Petit exercice:
Recopiez toutes les données ci-dessous en remplaçant « planogram check » par « shelf audit ». Le reste ne doit pas changer.

Données listées:

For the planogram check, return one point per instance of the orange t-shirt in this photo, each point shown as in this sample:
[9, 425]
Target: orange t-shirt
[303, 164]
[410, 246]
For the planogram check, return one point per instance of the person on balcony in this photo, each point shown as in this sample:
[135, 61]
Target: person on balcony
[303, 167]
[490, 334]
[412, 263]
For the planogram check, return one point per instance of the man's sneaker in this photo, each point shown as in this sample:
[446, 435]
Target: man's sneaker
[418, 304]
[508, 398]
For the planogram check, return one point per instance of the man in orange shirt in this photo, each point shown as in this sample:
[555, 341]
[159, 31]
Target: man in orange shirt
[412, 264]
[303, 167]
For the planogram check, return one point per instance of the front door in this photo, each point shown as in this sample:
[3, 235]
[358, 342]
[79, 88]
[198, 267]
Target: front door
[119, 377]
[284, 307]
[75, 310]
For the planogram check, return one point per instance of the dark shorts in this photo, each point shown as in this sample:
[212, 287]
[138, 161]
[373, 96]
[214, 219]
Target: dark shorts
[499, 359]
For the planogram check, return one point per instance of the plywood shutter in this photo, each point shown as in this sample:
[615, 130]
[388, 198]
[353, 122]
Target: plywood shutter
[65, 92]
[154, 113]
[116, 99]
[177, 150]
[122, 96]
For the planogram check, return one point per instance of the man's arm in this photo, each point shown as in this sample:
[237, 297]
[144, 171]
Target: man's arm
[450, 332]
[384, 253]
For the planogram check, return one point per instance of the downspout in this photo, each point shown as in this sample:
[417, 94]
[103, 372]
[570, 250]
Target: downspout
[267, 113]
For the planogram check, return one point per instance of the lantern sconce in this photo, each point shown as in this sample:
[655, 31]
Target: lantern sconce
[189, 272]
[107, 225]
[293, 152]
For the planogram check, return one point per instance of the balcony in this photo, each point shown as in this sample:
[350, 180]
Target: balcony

Bonne réponse:
For the shelf audit, return one point per instance of the orange t-shirt in this photo, each point shown as in this sample:
[9, 425]
Target: orange t-shirt
[303, 164]
[410, 246]
For the shelf audit, return one point per instance of the person on balcony in this photo, each point shown as in this sample:
[135, 61]
Target: person on balcony
[303, 167]
[490, 334]
[412, 263]
For the shelf audit, return one point per instance of the man's sneaker in this photo, each point shown as in this sample:
[446, 435]
Target: man's sneaker
[418, 304]
[508, 398]
For the shelf audit, return one point per instance of the man in orange shirt in this photo, each point shown as in this sample:
[555, 341]
[159, 31]
Target: man in orange shirt
[412, 264]
[303, 167]
For the shelf audit, return one point per instance of the front door in this photo, each point shown as in this sample:
[3, 235]
[358, 342]
[79, 88]
[198, 267]
Target: front door
[119, 377]
[284, 307]
[75, 310]
For the shelf audit, return one point per instance of the dark shorts in this photo, each point shown as in this sample:
[212, 287]
[138, 161]
[373, 96]
[214, 219]
Target: dark shorts
[499, 359]
For the shelf audit, return one point per instance of the plywood shutter in this photo, each point shown as in this sample:
[615, 130]
[388, 198]
[353, 122]
Target: plywood shutter
[65, 92]
[154, 113]
[116, 99]
[177, 150]
[122, 96]
For the shelf audit, return one point per instance of the man's arm in this photo, each point shown as in this sample:
[237, 297]
[144, 171]
Target: man's arm
[450, 332]
[384, 253]
For the shelf audit, return one point per instance of the downspout in this photo, each point shown as in this sample:
[417, 94]
[103, 372]
[570, 250]
Target: downspout
[267, 113]
For the shelf audit, return one point per instance of the lantern sconce in this photo, each point shown as in this sample:
[655, 31]
Target: lantern sconce
[189, 272]
[107, 225]
[293, 152]
For the shelf audit, return one point per instance of the balcony in this photo, each point shown as in this sample:
[350, 180]
Target: balcony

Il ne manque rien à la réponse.